* _Aim of the task_
Locate each line below that contains the word "conifer", and copy every such line in full.

[Stored items from a collection]
Begin

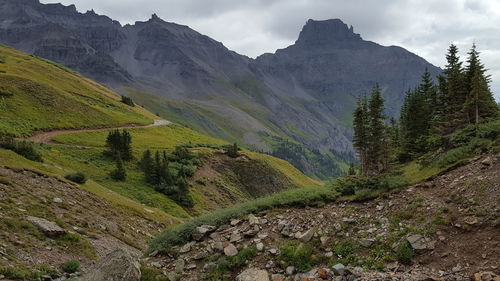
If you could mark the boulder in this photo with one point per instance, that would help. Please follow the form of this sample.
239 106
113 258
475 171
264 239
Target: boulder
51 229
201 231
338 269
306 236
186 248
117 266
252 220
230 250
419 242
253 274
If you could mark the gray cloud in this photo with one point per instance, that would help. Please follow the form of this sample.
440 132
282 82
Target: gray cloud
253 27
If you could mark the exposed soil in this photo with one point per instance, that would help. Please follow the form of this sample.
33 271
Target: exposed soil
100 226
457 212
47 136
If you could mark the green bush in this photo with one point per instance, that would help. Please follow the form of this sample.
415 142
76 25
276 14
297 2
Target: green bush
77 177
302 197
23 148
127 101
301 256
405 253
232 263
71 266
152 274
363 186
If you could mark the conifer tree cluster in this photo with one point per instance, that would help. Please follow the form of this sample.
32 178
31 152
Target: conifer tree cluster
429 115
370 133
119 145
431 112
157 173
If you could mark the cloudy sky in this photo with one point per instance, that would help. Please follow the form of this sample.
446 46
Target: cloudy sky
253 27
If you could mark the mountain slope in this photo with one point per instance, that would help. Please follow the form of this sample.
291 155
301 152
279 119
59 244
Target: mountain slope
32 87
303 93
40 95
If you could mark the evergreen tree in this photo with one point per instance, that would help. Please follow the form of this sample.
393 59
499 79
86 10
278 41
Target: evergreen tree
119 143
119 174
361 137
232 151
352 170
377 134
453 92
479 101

End
Begin

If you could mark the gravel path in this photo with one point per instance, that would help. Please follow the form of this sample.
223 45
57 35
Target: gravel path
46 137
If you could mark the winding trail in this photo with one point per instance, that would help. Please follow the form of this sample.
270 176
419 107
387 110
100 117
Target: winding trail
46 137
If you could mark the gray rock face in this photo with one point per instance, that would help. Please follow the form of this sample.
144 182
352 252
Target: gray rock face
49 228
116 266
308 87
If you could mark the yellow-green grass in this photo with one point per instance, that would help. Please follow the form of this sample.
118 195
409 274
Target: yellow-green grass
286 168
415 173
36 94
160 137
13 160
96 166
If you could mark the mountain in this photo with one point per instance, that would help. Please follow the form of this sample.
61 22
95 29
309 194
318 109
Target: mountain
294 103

End

* _Worked answer_
If you could mark the conifer tree cluster in this photo with one point per instance, that would help. Please follow the form of this sample.
Target: conifer tree cluster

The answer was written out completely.